- [RECORD EXTRACTS]:
—————
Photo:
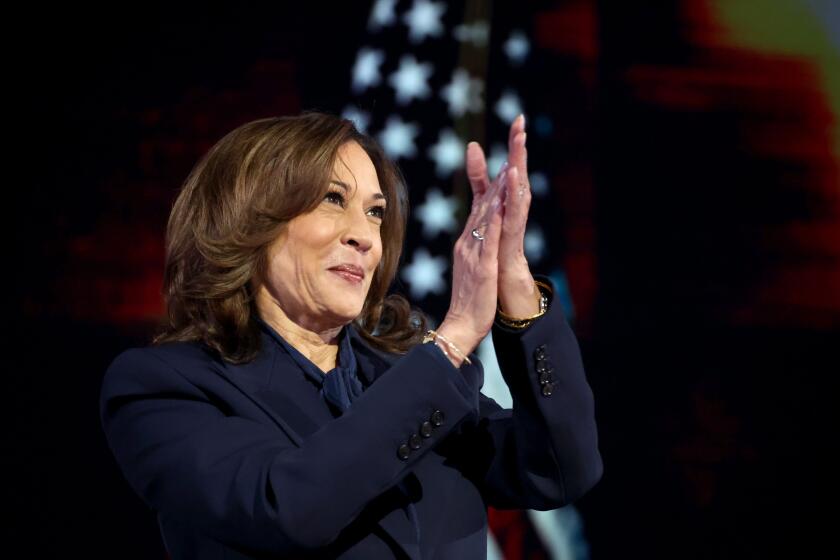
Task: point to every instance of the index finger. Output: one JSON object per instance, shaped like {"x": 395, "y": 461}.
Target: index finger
{"x": 477, "y": 169}
{"x": 516, "y": 148}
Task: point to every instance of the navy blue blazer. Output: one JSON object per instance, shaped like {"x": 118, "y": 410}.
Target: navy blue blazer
{"x": 248, "y": 461}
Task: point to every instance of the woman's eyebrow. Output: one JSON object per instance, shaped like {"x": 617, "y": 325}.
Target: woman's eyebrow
{"x": 346, "y": 187}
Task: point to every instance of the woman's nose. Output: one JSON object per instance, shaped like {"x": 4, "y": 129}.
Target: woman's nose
{"x": 357, "y": 231}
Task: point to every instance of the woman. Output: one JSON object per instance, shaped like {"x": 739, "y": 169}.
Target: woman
{"x": 290, "y": 409}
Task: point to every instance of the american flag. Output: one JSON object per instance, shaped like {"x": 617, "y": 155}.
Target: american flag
{"x": 428, "y": 78}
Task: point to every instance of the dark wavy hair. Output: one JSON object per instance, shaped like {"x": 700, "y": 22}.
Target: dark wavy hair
{"x": 233, "y": 205}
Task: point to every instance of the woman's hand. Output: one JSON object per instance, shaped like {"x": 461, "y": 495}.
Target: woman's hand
{"x": 475, "y": 269}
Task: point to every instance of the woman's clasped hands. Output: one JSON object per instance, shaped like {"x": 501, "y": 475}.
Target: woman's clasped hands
{"x": 489, "y": 264}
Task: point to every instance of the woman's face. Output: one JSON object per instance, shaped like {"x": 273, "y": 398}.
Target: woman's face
{"x": 321, "y": 266}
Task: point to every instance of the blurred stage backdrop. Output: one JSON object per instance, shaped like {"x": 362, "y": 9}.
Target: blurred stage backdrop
{"x": 684, "y": 158}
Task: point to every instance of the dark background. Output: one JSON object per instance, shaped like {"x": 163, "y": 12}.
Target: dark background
{"x": 702, "y": 252}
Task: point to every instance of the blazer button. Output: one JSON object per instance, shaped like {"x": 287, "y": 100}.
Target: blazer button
{"x": 414, "y": 441}
{"x": 426, "y": 429}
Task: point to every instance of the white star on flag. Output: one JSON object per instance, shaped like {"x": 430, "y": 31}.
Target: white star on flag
{"x": 424, "y": 20}
{"x": 508, "y": 107}
{"x": 397, "y": 138}
{"x": 360, "y": 118}
{"x": 516, "y": 47}
{"x": 534, "y": 243}
{"x": 425, "y": 274}
{"x": 366, "y": 69}
{"x": 437, "y": 213}
{"x": 411, "y": 80}
{"x": 448, "y": 153}
{"x": 382, "y": 14}
{"x": 463, "y": 93}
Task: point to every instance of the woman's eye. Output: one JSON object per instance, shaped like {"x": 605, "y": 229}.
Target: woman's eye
{"x": 334, "y": 197}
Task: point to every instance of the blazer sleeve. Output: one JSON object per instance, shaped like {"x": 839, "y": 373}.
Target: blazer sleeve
{"x": 245, "y": 484}
{"x": 543, "y": 453}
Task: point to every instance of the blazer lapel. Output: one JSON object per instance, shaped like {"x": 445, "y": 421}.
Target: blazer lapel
{"x": 275, "y": 383}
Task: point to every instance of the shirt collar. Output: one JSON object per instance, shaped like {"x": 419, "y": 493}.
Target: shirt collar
{"x": 346, "y": 356}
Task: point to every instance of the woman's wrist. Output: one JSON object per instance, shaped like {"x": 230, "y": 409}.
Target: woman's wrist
{"x": 452, "y": 342}
{"x": 544, "y": 292}
{"x": 520, "y": 297}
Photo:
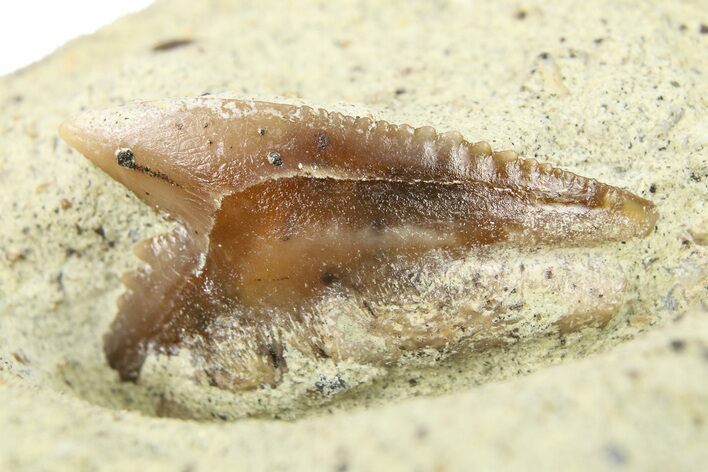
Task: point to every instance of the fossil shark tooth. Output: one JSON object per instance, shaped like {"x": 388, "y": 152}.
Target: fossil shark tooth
{"x": 286, "y": 210}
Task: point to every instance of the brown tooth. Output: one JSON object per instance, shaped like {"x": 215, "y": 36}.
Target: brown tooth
{"x": 481, "y": 148}
{"x": 503, "y": 157}
{"x": 262, "y": 248}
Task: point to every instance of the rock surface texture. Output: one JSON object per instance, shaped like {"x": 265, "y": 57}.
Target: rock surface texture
{"x": 611, "y": 90}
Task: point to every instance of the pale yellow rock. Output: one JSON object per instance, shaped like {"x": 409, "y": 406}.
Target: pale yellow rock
{"x": 612, "y": 90}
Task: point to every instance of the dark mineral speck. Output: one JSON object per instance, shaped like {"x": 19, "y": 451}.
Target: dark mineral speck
{"x": 322, "y": 142}
{"x": 678, "y": 345}
{"x": 275, "y": 158}
{"x": 126, "y": 158}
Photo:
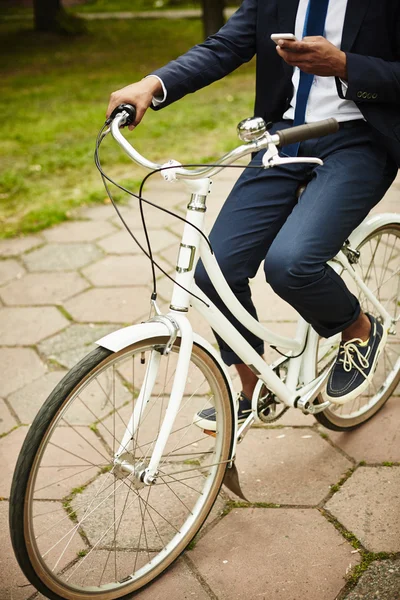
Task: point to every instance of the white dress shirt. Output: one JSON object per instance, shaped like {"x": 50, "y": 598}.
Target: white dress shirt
{"x": 323, "y": 101}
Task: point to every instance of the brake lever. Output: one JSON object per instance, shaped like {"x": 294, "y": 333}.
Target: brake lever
{"x": 271, "y": 158}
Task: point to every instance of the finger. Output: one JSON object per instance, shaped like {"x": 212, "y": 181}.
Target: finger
{"x": 292, "y": 58}
{"x": 113, "y": 103}
{"x": 292, "y": 46}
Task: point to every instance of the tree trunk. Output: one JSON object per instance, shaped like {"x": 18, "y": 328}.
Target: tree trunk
{"x": 213, "y": 16}
{"x": 46, "y": 13}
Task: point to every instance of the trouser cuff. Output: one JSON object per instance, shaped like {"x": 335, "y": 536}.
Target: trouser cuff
—————
- [PROBLEM STATEMENT]:
The response should reproduce all the material above exactly and leave out its pictures.

- [RESULT OF THE EXERCISE]:
Photo:
Task: point to every instance of the index finger. Output: one JSON object per instance, shaped like {"x": 395, "y": 461}.
Target: index finger
{"x": 477, "y": 169}
{"x": 516, "y": 148}
Task: point to every instance of the navy blue blazer. Output: one JSON object per instance, shaped like {"x": 118, "y": 410}.
Target: navy blue blazer
{"x": 248, "y": 461}
Task: point to every instance of the woman's eyebrow. Output: one JSON object per instance, shaped like {"x": 617, "y": 325}.
Target: woman's eyebrow
{"x": 346, "y": 187}
Task: point to every instance of the woman's nose. Output: one JSON object per instance, shaped like {"x": 4, "y": 129}.
Target: woman's nose
{"x": 357, "y": 231}
Task: point to every instance of the woman. Output: one JSON object per instance, shaped like {"x": 739, "y": 169}.
Target: woman
{"x": 290, "y": 409}
Task: point to every instance of the american flag. Output: one JSON object per instance, shaped like {"x": 617, "y": 155}.
Target: american flag
{"x": 428, "y": 78}
Task: point to every instance of the dark wavy hair. Output: one JSON object per instance, shaped like {"x": 700, "y": 22}.
Target: dark wavy hair
{"x": 233, "y": 205}
Task: point to every instance of the woman's hand. Output: one JSON object per instance, shaped like {"x": 461, "y": 495}.
Target: woman's hand
{"x": 475, "y": 269}
Task: point to every instance of the woman's clasped hands. Output: one JSON object per instance, shaped like {"x": 501, "y": 475}.
Target: woman's clasped hands
{"x": 489, "y": 264}
Task: point to every instance of the woman's face. Output: one JSON object per instance, shaped like {"x": 273, "y": 398}.
Target: woman's face
{"x": 321, "y": 266}
Task: point to every instance of the blurred stage backdrop. Output: one JSON object per instance, shaped like {"x": 362, "y": 9}.
Target: blurred stage backdrop
{"x": 684, "y": 158}
Task: point to every instance of the dark background. Output: one JSON object per instance, shaped like {"x": 163, "y": 12}.
Target: dark background
{"x": 702, "y": 252}
Task: point to every instance of the blazer button. Output: one JSON object per instance, shaped like {"x": 287, "y": 100}.
Target: blazer button
{"x": 414, "y": 441}
{"x": 426, "y": 429}
Task: point to every instance of the white star on flag. Output: one JSON object per instance, shaped like {"x": 430, "y": 31}.
Target: white star on flag
{"x": 424, "y": 20}
{"x": 508, "y": 107}
{"x": 397, "y": 138}
{"x": 360, "y": 118}
{"x": 516, "y": 47}
{"x": 534, "y": 243}
{"x": 425, "y": 274}
{"x": 366, "y": 69}
{"x": 437, "y": 213}
{"x": 411, "y": 80}
{"x": 448, "y": 153}
{"x": 382, "y": 14}
{"x": 463, "y": 93}
Task: point to every instance of the woman's eye. Output: one JSON object per instance, shaped like {"x": 605, "y": 229}.
Target: woman's eye
{"x": 334, "y": 197}
Task: point to every instance of the blazer sleeve. Output: one JSON object per instance, shaped like {"x": 839, "y": 373}.
Target: blazer sleeve
{"x": 245, "y": 484}
{"x": 543, "y": 453}
Task: point to every instance of the blazer lapel. Output: one JSON object per instance, shaped like {"x": 445, "y": 421}.
Target: blazer lapel
{"x": 275, "y": 383}
Task: point to every instance of the shirt collar. Output: one JSON object per instance, shaped like {"x": 419, "y": 493}.
Target: shirt collar
{"x": 346, "y": 356}
Task: point to every instance of the woman's wrist. Output: one JSON object per instance, shaped like {"x": 230, "y": 409}.
Target: woman's wrist
{"x": 452, "y": 342}
{"x": 544, "y": 292}
{"x": 520, "y": 297}
Photo:
Task: point to every instance of the fossil shark tooth. Output: one JSON object per instance, shaped like {"x": 388, "y": 152}.
Target: fossil shark tooth
{"x": 286, "y": 210}
Task: point to every instance of the brown tooth. Output: one JSON object per instance, shaped like {"x": 215, "y": 36}.
Target: brown tooth
{"x": 481, "y": 148}
{"x": 503, "y": 157}
{"x": 262, "y": 248}
Task: point to every instance of the rock surface texture. Output: one JSON object per instance, shaped like {"x": 265, "y": 57}.
Target: rock surface texture
{"x": 611, "y": 90}
Task: point to every instance of the pale yellow rock. Output: one JSON object per instance, shaped like {"x": 409, "y": 406}.
Target: pale yellow rock
{"x": 612, "y": 90}
Task: point to every instance of the dark mineral speck. Output: one JSON object per instance, shaped like {"x": 19, "y": 451}.
Target: dark mineral speck
{"x": 322, "y": 142}
{"x": 678, "y": 345}
{"x": 275, "y": 158}
{"x": 126, "y": 158}
Photo:
Task: point to every instance of the white dress shirt. Output: one JSON object per instance, shaped like {"x": 50, "y": 598}.
Target: white dress shirt
{"x": 323, "y": 101}
Task: point to every instance of the brake lever. Output: one JSON object per instance, shaped like {"x": 294, "y": 333}.
Target: brake lever
{"x": 271, "y": 158}
Task: point to every instance of the finger. Output: one JSON object per instance, shaped like {"x": 212, "y": 181}.
Target: finger
{"x": 292, "y": 58}
{"x": 113, "y": 103}
{"x": 292, "y": 46}
Task: point to every instance of the tree trunk. Output: one JSON object per instance, shaped like {"x": 18, "y": 328}.
Target: tree trunk
{"x": 213, "y": 16}
{"x": 46, "y": 13}
Task: point to every instance of the trouser cuff. Output: one JSON object per instance, shaped like {"x": 335, "y": 536}.
Target: trouser cuff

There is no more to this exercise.